*** Information given ***

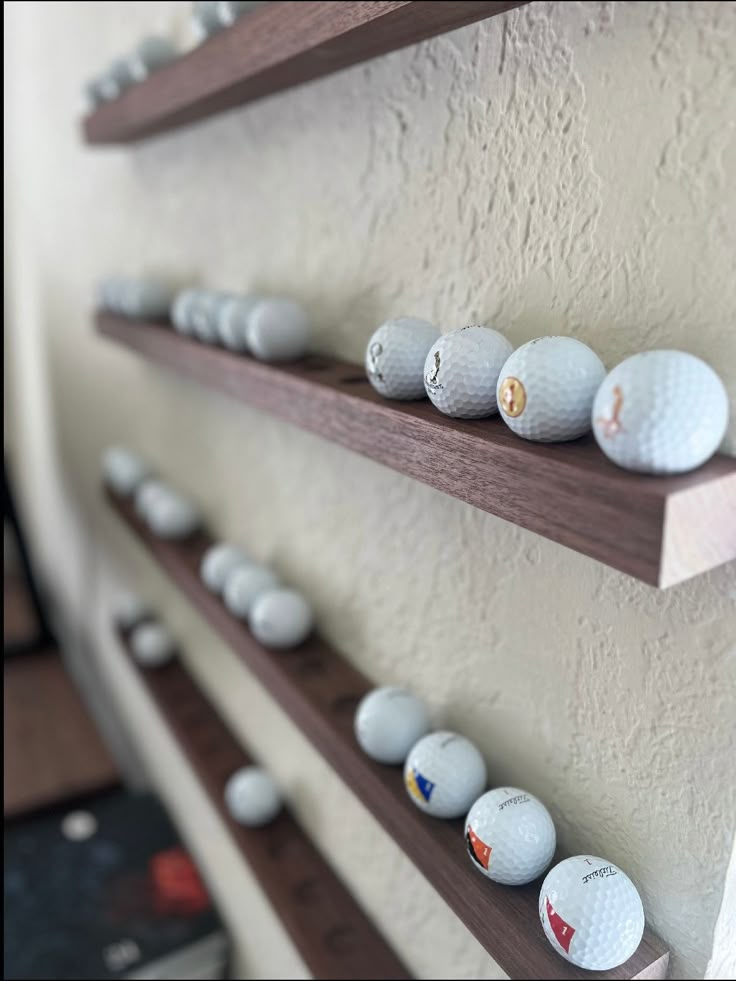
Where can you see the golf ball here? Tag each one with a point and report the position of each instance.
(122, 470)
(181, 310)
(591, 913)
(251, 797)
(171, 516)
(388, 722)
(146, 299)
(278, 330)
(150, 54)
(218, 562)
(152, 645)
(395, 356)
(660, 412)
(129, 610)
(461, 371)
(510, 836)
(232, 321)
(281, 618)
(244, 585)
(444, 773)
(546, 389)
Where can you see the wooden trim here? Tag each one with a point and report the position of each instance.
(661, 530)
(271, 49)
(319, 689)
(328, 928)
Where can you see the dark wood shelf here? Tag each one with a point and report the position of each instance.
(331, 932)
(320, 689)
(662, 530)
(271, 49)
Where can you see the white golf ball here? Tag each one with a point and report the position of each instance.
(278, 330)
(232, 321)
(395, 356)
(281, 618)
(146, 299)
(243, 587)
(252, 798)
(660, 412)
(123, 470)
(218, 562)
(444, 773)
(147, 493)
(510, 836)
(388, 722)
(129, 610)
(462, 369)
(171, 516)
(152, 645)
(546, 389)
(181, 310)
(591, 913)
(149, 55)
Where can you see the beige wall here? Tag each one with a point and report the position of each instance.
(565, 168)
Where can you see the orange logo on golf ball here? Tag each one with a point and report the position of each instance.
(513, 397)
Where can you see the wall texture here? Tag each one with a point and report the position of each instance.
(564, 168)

*** End of Information given ***

What you will do
Reproduce the listing word for word and omit its pictures.

Exercise response
Where can you see the golf ball here? Tag each one with a point and report the position of each instance.
(122, 470)
(181, 310)
(591, 913)
(251, 797)
(171, 516)
(388, 722)
(146, 299)
(278, 330)
(150, 54)
(218, 562)
(152, 645)
(395, 356)
(660, 412)
(129, 610)
(461, 371)
(510, 836)
(232, 321)
(281, 618)
(244, 585)
(444, 773)
(546, 389)
Where can you see the wooden trim here? Tag each one with a point and report the position of each instance.
(661, 530)
(271, 49)
(319, 689)
(328, 928)
Where can you see the dark wood shelf here? Tag each one with a point and report the position of each instance.
(331, 932)
(320, 689)
(662, 530)
(271, 49)
Where can you see the white golf ball here? Tag each one with a point and report the position of each instance.
(278, 330)
(232, 321)
(395, 356)
(281, 618)
(146, 299)
(243, 587)
(252, 798)
(660, 412)
(123, 470)
(218, 562)
(444, 773)
(147, 493)
(510, 836)
(388, 722)
(129, 610)
(462, 369)
(171, 516)
(152, 645)
(546, 389)
(181, 310)
(591, 913)
(149, 55)
Where can you see the beige wall here? Tag each one with a point and report the position of each instance.
(565, 168)
Where can you see the orange logo on golf ball here? Tag each one with a point and report the position of each instance.
(513, 397)
Where can you see the wall texture here? Tag each one with a point and report the position of each instance.
(564, 168)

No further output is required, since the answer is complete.